Em tempo de confinamento e imobilidade, a Companhia Brasileira de Teatro planeja evocar no palco a sensação contrária. Em seu novo espetáculo, Sem Palavras, o grupo de Curitiba se põe a tratar de travessias e trânsitos. Flagra momentos de instabilidade que são motor para o movimento e o novo. Neste domingo, 25, às 19h, o público terá a chance de ver virtualmente uma parcela desse percurso criativo. Em transmissão ao vivo pelo YouTube, será possível acompanhar alguns dos caminhos trilhados pelos artistas, além de um debate com a transativista Helena Vieira.
m dos principais nomes dos estudos de gênero, o filósofo e escritor espanhol Paul B. Preciado fornece os alicerces para a peça. Curiosamente, porém, não é de um de seus livros de teoria queer que inspira o trabalho, mas uma coletânea de crônicas, Um Apartamento em Urano. Publicadas entre 2010 e 2018 no jornal francês Libération, as histórias de Preciado flagram a travessia do autor em seu próprio corpo: se os primeiros textos são assinados como Beatriz, o ciclo termina com um novo registro social, Paul. Esse percurso, porém, não se encerra sob uma perspectiva individual: a necropolítica, o ocaso das democracias ocidentais, a crise econômica na Grécia, tudo isso é grão para o seu moinho criativo.
“O fato de essas crônicas conviverem dentro da estrutura de um livro, com um prefácio e uma introdução, cria uma outra camada de interpretação, quase como uma dramaturgia, que une assuntos tão diversos”, considera o diretor Márcio Abreu, que assina a dramaturgia com Nadja Naira. “Nesses textos, ele consegue materializar uma série de transformações e urgências do nosso tempo. Mas, por serem crônicas, essa fala está deslocada de um contexto acadêmico intelectual para um território mais pop. E o seu pensamento ganha em potência.”
As histórias de Um Apartamento em Urano foram escritas entre viagens do escritor, em quartos de hotéis e moradias provisórias. Em Sem Palavras, oito intérpretes mostram seus deslocamentos no interior de um apartamento. Como em obras anteriores da companhia, a encenação não traz propriamente uma trama e sim um feixe de instalações sonoras, imagens, movimentações e ações de cunho performativo – episódios com e sem falas. As formas de fruição disponíveis aos espectadores é que são distintas agora: além da transmissão do processo criativo, também será possível visitar uma videoinstalação no Centro Cultural Oi Futuro, no Rio.

Linhas extraídas
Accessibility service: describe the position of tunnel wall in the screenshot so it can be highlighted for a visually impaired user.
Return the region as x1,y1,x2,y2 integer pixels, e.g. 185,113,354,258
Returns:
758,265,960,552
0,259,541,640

O problema
Como fica o trecho do texto sobre o espetáculo Sem Palavras que começa em "As histórias de Um" e termina em "Futuro, no Rio." se você substituir "oito intérpretes" por "dez atores"?

Resultado da tarefa
As histórias de Um Apartamento em Urano foram escritas entre viagens do escritor, em quartos de hotéis e moradias provisórias. Em Sem Palavras, dez atores mostram seus deslocamentos no interior de um apartamento. Como em obras anteriores da companhia, a encenação não traz propriamente uma trama e sim um feixe de instalações sonoras, imagens, movimentações e ações de cunho performativo – episódios com e sem falas. As formas de fruição disponíveis aos espectadores é que são distintas agora: além da transmissão do processo criativo, também será possível visitar uma videoinstalação no Centro Cultural Oi Futuro, no Rio.